__INSTRUCTIONS TO FOLLOW__.
Repeat every entry word for word, skipping the pictures.

__RECORDS__.
==============================
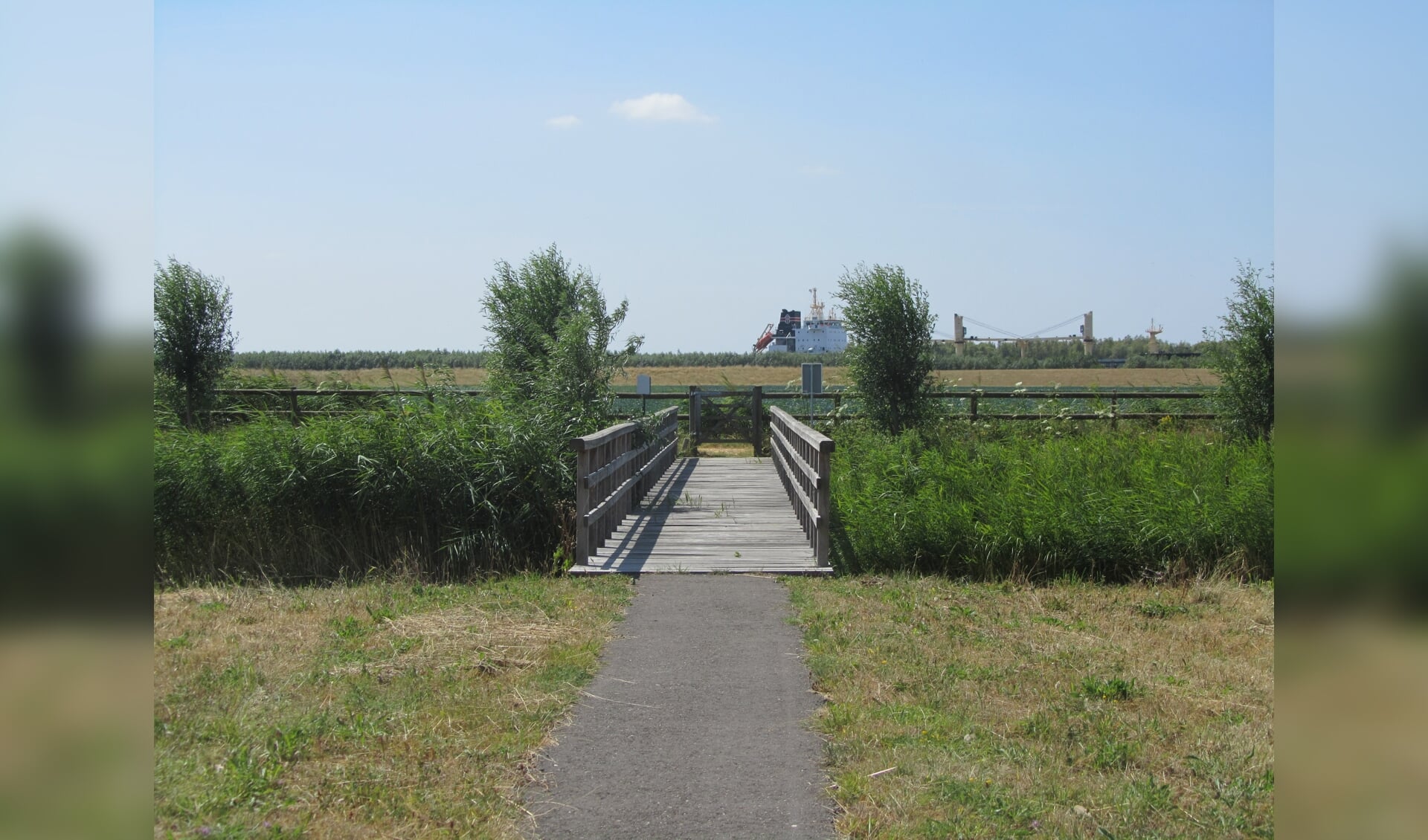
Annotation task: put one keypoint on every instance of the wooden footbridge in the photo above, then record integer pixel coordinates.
(642, 509)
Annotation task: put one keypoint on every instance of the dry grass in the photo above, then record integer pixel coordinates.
(1084, 378)
(1069, 711)
(726, 450)
(373, 711)
(744, 375)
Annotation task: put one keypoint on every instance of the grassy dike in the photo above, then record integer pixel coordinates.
(387, 709)
(1064, 711)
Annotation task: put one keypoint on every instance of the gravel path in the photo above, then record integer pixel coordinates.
(695, 725)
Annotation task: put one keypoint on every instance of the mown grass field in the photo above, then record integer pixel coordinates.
(744, 375)
(1064, 711)
(386, 709)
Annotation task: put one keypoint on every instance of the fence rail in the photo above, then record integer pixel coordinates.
(286, 401)
(613, 474)
(803, 459)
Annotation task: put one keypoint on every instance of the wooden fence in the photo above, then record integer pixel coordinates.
(287, 401)
(803, 458)
(613, 474)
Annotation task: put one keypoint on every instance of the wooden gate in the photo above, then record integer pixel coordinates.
(727, 416)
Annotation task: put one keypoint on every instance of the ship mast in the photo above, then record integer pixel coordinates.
(816, 308)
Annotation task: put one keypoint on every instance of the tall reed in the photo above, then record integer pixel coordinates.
(448, 488)
(994, 501)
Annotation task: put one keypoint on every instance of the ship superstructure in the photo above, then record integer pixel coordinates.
(817, 332)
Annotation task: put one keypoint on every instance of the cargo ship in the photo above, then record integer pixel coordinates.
(817, 332)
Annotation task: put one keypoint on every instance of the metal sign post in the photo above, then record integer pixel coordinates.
(813, 383)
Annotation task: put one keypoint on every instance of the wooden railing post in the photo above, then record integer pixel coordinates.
(582, 507)
(824, 501)
(695, 416)
(757, 421)
(803, 458)
(611, 476)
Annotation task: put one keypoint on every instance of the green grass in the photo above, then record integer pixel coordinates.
(445, 491)
(383, 709)
(954, 711)
(1047, 500)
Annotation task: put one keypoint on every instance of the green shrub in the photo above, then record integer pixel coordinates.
(892, 361)
(446, 490)
(193, 343)
(1244, 357)
(1007, 501)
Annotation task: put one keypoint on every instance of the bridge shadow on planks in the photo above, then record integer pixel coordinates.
(710, 515)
==============================
__SOLUTION TO THIS TASK__.
Annotation task: put one keypoint on every instance of the wooden footbridge in the photo above, then record integer pixel coordinates.
(642, 509)
Annotation task: put one keypoint on every instance of the dry grass in the photo above, then record integer pixel coordinates.
(1084, 378)
(1069, 711)
(726, 450)
(373, 711)
(744, 375)
Annotation task: put one keypoint on every instance of the grassy dike in the photo above, then record integer pixel coordinates.
(387, 709)
(1064, 711)
Annotation task: put one keypoint on every instance of the gravel path in the photo above, then record integer pixel coordinates.
(695, 725)
Annotation task: put one keypoint on every instance of the mown grass field in the photo above, then record integer pixel coordinates.
(744, 375)
(1064, 711)
(386, 709)
Annotation task: put one keypoint on every instance of the fence rail in the photo above, then record integer pixel coordinates.
(286, 401)
(613, 474)
(803, 459)
Annotation task: put one keypoint on every instance of the wooden fence in the photo above, then record integer pixel coordinates.
(287, 401)
(803, 458)
(613, 474)
Annotation task: put one keypoint on every instance of the wooden gate in the photo above, then record integer pixel coordinates.
(727, 416)
Annotation task: put one keypoint on every instance of the ship mast in the photo above, then record integer pixel coordinates.
(816, 308)
Annotation task: put one keypoint on every instance of the tall reed in the photo above, then record integer pixel coordinates.
(448, 488)
(994, 501)
Annotation task: put one keypoint on every instance of the ship superstructure in the photo above, then record integer pixel coordinates.
(817, 332)
Annotation task: put one keypoint on every instance of the cargo ship in the photo above, then record integer pixel coordinates.
(817, 332)
Annotation task: put one keypoint on every instance of the metal sign post in the photo above, then record integer pixel coordinates.
(813, 383)
Annotation task: put one keypoint on every instance of the wooden railing post in the photo above, then record integer pixel coordinates.
(582, 507)
(824, 501)
(695, 416)
(757, 421)
(803, 458)
(611, 476)
Annotation task: put one keypoint on every instance of the green grass in the photo above, then record integer pixel coordinates.
(445, 491)
(383, 709)
(954, 711)
(1047, 500)
Annotation task: put one keypoint on every instance of the green shrub in the photo above, then record integer pixel coordinates.
(892, 361)
(446, 490)
(193, 343)
(1244, 357)
(1007, 501)
Annotation task: put one keypoint on every instance of the bridge shadow on planks in the photo above, then record integer pixel coordinates.
(710, 515)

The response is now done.